— start of Source passage —

The input file format of that algorithm is a text file. An item (event) is represented by a positive integer. A transaction (event set) is a line in the text file. In each line (event set), items are separated by a single space. It is assumed that all items (events) within a same transaction line) are sorted according to a total order (e.g. ascending order) and that no item can appear twice within the same event set. Each line is optionally followed by the character "|" and then the timestamp of the event set (line).
In the previous example, the input file is defined as follows:

1 2|1
3 4|2
1 4 5|3
1 2 3|4
1|5
3 5|6
2 4|7

Output file format

The output file format is defined as follows. It is a text file. Each line is an episode rule. Each event in an episode rule is a positive integer On each line, the items from the rule antecedent are first listed, separated by single spaces. Then the keyword "==>" appears, followed by the items from the rule consequent, separated by single spaces. Then, the keyword "#SUP:" appears followed by an integer indicating the support of the rule as a number of occurrences. Then, the keyword "#CONF:" appears followed by a double values in the [0, 1] interval indicating the confidence of the rule (e.g. 0.5 means 50%). The output for the example is:

{5} ==> {5,3,4} #SUP: 1 #CONF: 0.5

Consider the first line. It indicates that the rule {5} ==> {3, 4, 5} has a support of 1 (it appears once in the input sequence) and that the confidence of this rule is 20%. The next lines follow the same format

Performance

This is the original implementation of EMDO.

— end of Source passage —
— start of Data supplied —

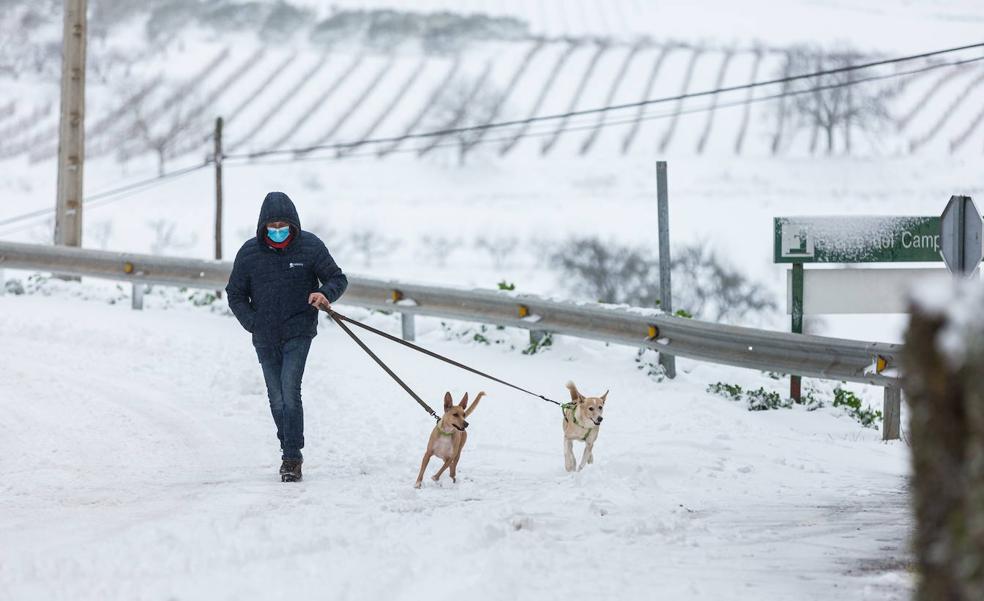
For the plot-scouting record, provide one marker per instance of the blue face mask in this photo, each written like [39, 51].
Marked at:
[278, 234]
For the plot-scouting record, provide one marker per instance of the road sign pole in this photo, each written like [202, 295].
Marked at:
[665, 289]
[891, 412]
[795, 385]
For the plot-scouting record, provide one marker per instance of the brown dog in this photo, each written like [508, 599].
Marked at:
[582, 421]
[448, 437]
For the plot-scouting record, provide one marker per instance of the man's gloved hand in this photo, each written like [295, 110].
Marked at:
[318, 301]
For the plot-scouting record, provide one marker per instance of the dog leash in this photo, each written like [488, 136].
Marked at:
[339, 318]
[379, 362]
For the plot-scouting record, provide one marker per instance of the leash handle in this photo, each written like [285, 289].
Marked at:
[338, 317]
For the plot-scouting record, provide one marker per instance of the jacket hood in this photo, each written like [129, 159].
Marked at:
[277, 206]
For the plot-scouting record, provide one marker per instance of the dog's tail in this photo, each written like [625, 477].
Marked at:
[474, 404]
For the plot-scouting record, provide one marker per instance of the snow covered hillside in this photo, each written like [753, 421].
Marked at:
[139, 462]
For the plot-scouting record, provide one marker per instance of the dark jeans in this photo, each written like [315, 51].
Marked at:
[283, 367]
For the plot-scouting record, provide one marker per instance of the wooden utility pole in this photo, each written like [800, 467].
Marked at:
[942, 365]
[71, 130]
[665, 290]
[218, 189]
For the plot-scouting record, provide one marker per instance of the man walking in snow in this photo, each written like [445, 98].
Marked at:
[279, 281]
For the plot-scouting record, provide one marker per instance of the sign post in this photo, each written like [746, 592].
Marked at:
[801, 240]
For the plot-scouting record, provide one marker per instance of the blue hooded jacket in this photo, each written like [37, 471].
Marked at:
[268, 289]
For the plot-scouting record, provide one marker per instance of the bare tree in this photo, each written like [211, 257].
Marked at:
[439, 249]
[159, 129]
[165, 238]
[465, 103]
[614, 273]
[371, 245]
[942, 364]
[835, 102]
[499, 248]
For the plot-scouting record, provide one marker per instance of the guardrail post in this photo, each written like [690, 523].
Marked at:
[891, 413]
[138, 290]
[665, 289]
[407, 327]
[795, 385]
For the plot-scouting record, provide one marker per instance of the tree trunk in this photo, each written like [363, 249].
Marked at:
[946, 396]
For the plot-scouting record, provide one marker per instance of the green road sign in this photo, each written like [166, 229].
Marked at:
[857, 239]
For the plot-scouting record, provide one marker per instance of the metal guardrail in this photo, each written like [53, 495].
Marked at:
[797, 354]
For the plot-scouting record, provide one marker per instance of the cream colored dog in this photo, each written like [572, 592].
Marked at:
[448, 437]
[582, 421]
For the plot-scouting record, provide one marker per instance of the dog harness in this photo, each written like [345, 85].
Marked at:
[573, 418]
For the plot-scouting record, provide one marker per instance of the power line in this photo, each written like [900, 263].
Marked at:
[112, 195]
[614, 107]
[586, 126]
[126, 191]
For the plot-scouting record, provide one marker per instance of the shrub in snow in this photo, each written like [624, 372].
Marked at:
[480, 334]
[536, 345]
[14, 287]
[498, 248]
[855, 408]
[728, 391]
[614, 273]
[761, 399]
[647, 360]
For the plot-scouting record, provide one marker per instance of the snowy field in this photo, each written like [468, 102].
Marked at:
[139, 462]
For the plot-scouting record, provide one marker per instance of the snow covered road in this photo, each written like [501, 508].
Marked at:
[138, 461]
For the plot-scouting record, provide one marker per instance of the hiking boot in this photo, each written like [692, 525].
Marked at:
[290, 470]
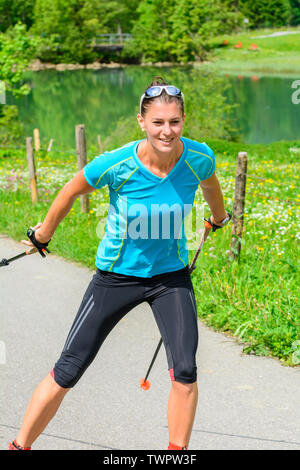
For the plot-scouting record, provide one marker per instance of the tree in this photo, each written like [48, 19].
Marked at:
[17, 49]
[152, 30]
[194, 22]
[69, 26]
[179, 30]
[14, 11]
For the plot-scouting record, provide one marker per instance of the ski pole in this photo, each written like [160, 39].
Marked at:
[40, 247]
[144, 383]
[5, 262]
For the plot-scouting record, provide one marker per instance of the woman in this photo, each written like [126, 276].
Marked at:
[140, 258]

— end of Data supplied —

## What is asked
a) In the passage on file formats, what character separates an input line from its optional timestamp?
b) Select every row that contains the string "pole".
The rows and the passage on file formats are unrelated to each other.

## Solved problems
a) The character "|".

b)
For the plot-scouting record, provide one marker per instance of the road sign pole in this photo, each written like [202, 295].
For the plot-scouting record, provide one marker per instance of the wooden utility pole in this photo, each written like [800, 467].
For the plot-scouting record, provide one marker per instance of the ski pole in this photo, each written like [160, 39].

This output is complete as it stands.